- Opening Delimiter -

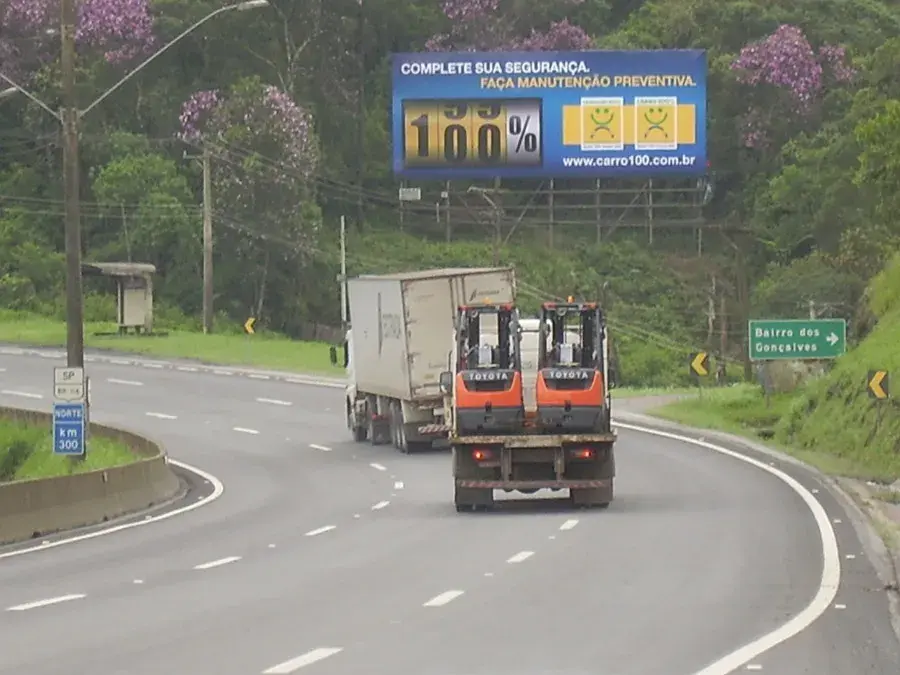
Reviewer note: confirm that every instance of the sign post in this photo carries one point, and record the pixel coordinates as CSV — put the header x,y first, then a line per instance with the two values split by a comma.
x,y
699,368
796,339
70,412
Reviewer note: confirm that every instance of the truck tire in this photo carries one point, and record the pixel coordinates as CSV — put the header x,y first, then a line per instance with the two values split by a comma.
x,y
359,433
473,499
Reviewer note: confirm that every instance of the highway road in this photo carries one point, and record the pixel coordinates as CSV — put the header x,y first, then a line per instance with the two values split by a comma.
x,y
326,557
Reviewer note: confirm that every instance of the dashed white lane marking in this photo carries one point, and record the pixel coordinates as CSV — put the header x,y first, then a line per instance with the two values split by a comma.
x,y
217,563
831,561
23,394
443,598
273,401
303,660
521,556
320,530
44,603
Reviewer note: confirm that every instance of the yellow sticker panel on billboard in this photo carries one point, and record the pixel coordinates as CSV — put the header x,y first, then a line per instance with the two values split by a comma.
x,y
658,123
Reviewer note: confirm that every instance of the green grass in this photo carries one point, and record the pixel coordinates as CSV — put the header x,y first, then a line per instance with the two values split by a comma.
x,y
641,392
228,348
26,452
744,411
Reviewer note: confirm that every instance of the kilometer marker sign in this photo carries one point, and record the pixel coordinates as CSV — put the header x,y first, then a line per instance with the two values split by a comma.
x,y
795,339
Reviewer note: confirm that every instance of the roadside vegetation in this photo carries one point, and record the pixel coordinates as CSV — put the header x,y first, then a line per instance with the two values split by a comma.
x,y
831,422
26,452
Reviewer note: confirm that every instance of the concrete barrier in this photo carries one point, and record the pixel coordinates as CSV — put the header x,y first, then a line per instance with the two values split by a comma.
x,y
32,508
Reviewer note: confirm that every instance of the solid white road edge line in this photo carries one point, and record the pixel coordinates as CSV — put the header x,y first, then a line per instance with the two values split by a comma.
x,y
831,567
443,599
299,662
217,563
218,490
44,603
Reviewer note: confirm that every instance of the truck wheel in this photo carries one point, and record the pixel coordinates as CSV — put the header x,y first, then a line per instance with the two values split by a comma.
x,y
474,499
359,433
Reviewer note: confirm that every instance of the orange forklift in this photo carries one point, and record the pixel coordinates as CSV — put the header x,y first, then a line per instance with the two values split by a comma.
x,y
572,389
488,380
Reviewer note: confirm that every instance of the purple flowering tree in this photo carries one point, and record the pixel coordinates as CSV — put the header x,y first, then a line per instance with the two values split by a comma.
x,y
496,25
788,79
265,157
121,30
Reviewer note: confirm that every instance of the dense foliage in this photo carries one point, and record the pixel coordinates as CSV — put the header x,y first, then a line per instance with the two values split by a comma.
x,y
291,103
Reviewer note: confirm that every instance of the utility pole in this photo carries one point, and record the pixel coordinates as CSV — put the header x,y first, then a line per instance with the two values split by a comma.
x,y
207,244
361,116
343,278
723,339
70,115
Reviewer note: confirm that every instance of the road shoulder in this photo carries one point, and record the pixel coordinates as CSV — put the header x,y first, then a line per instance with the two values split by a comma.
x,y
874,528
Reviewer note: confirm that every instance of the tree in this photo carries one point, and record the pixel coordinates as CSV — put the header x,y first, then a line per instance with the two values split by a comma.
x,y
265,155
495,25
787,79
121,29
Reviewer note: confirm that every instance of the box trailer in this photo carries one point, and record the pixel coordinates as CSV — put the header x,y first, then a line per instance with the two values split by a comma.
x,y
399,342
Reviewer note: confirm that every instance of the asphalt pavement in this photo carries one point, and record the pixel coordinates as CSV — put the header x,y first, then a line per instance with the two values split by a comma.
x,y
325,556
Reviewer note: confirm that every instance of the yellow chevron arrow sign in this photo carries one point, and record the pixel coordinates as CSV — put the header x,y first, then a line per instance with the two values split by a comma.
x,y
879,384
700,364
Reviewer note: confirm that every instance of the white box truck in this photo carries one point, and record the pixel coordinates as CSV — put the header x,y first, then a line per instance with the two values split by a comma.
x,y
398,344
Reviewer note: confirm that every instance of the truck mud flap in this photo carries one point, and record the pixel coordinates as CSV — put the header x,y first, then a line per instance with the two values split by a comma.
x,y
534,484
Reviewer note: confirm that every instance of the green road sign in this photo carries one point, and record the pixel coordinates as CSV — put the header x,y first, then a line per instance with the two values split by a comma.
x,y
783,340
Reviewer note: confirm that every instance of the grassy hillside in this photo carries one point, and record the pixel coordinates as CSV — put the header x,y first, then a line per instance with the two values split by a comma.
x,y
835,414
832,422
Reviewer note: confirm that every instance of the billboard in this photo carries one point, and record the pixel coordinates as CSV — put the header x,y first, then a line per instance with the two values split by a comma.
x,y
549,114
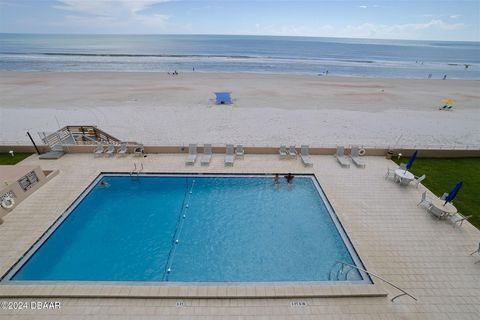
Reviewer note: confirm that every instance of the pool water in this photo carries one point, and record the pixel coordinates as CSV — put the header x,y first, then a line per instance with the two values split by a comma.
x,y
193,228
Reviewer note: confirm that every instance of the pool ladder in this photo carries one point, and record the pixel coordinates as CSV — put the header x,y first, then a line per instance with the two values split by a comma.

- Closing Delimiter -

» **Action item**
Copy the whole listing exactly, excluding the pictures in it.

» **Answer to this task**
Reviewer note: confirm that every instance of the sign post in this photo carries one point, and record the pixel coordinates as CSV — put the header x,y first, then a line per instance with the two values split by a comma.
x,y
699,368
796,339
70,412
Reviewer note: confirm that every instance of the truck tire in this photo carries one point, and record the pixel coordinates as CSV — put the header x,y first, then a line per instance with the two values split by a comma.
x,y
359,433
473,499
Reviewer note: confirm that every instance of the highway road in this photo carries one point, and record the pixel coordinates as CSV — put the header x,y first, then a line per instance with the two values split by a comma.
x,y
326,557
Reviewer note: confirm that every instance of the dashed white lane marking in this photo carries one point, and record the pixel coordinates as CSV — put the header x,y first, then a line per instance with the two values split by a comma.
x,y
217,563
831,561
23,394
443,598
273,401
303,660
521,556
320,530
44,603
Reviewer note: confirm that every instance of the yellow sticker panel on billboard in this photo carries one point, and record the pixel coordinates as CSV — put the header x,y first, then a line per instance with the two values split by a comma.
x,y
658,123
Reviewer note: confirm that every instance of the green grass in this photo carries one point, and record the pixel coordinates as CSV — put the header x,y first, then a line per instance with the two values split by a comma.
x,y
641,392
228,348
26,452
744,411
Reviewer note: confirm that every instance of the kilometer marker sign in this photo carries one point, and record the pixel coordinates as CSV — put the header x,y first, then a line per instance with the two values split by a comma.
x,y
795,339
Reviewer note: confirm that every instance of the roadside vegetation in this photo carries one point, and record the pixel coordinates as CSV — put the header x,y first, then a line per instance with the two values split by a comma.
x,y
831,422
26,452
Reviewer note: confirm that every instance of the concrete barrier in this photo carries one point, and record the pixel coordinates as CSV — put the header x,y first, then a line per instance with the two values split by a comma.
x,y
32,508
Reviewer note: confirm that every instance of the solid white road edge line in this photo carries one point, and record the pixel coordinates as CSV — put the header x,y first, then a line per instance with the two values split by a comma.
x,y
831,567
443,599
299,662
217,563
218,490
44,603
Reviewer note: confirm that every instance of the truck wheel in this photo carries one point, and record the pixel coordinates as CSV — put the header x,y first, then a line per instance with the two values split by a comma.
x,y
474,499
359,433
Reviewer note: confirm that every instance of the orange forklift in this photo carries one point, and record the pixel coordinates as CSV — put the header x,y first, then a line per instance with the two values split by a comma.
x,y
572,389
488,380
Reviewer note: confirm that every instance of the purple flowering tree in this photo carries one point, and record the pixel coordinates as CSV — put the header x,y first, then a line per instance with the two values split by a comma.
x,y
496,25
788,79
265,157
121,30
Reviewer note: confirm that every instance of the dense foliage in this photo carries one point, and record the pixel coordinates as CSV — put the header x,y first, then a line per instance with the two values split by a comma.
x,y
291,103
Reviewer note: confirm that every instance of the utility pole in this photo carries one point, and record the pixel coordinates as CSV — put the header x,y first, then a line per instance with the two values split by a comma.
x,y
207,244
361,116
343,278
723,339
70,115
Reviewer note: confirm that every instance of the road shoulder in this photo carries one point, and record the pixel coordinates as CSV — put the header x,y first, then a line per instance with the two values split by a comma.
x,y
874,528
Reviewer note: confirm that every instance of the tree in this photo carries one point, and record the pixel coordinates as CSV — put the header x,y first, then a line per instance with the two values split by a comma.
x,y
265,155
495,25
787,79
121,29
Reviewer note: confirm that every instance of the box trailer in this photo carries one point, and record the pixel coordinates as CSV — put the header x,y first, then a line per instance with the two values split by a comma.
x,y
399,342
Reviewer note: confirm that every instance of the asphalt pavement in this photo carries one point, and record the pixel coordinates as CSV — put the header x,y first, then a line per instance with the two values split by a comma.
x,y
325,556
Reviewer note: confirm that every instance of the yellow chevron arrow sign in this photo carries one point, and record the pixel coordinates as CSV — put the header x,y first, then a line per instance with the two values split by a comma.
x,y
879,384
700,364
Reviewer note: confirm that every instance of the white box truck in this photo carries one point, and record the pixel coordinates as CSV — put the header x,y first, then a line per instance with the two values split by a comma.
x,y
398,344
Reviewer note: confirm that every instance of the truck mud flap in this photo carries one point, and record the pixel coordinates as CSV — put the header x,y first, then a line per instance with the two values split by a comma.
x,y
534,484
Reviewer note: confirm that every instance of the green road sign in this photo carries one point, and record the pixel coordinates as CSV — put the header x,y first, then a line per instance with the two values split by a comma.
x,y
783,340
Reviewer note: confirm that every instance of the grassy hillside in this photo carries one point, and record the pixel coordinates as CSV — put the header x,y first, then a line per instance with the two values split by a comma.
x,y
835,414
832,422
Reviewer note: confirm that every instance of the billboard in this photo carries one point, and record the pixel coordinates as CSV — put the header x,y first, then a line per instance with the two values split by a comma.
x,y
549,114
Reviewer note: confirm that every instance of the pool water in this photo carries one point, and record the pixel coordinates as CSV — put the header x,y first, then a line per instance with the two values split by a comma.
x,y
193,228
Reviewer note: confirm that every instance of the pool ladder in this photo carries one point, and record the pixel coordinates as CSV — put the header x,y first, then a line per instance with the two values split by a comma.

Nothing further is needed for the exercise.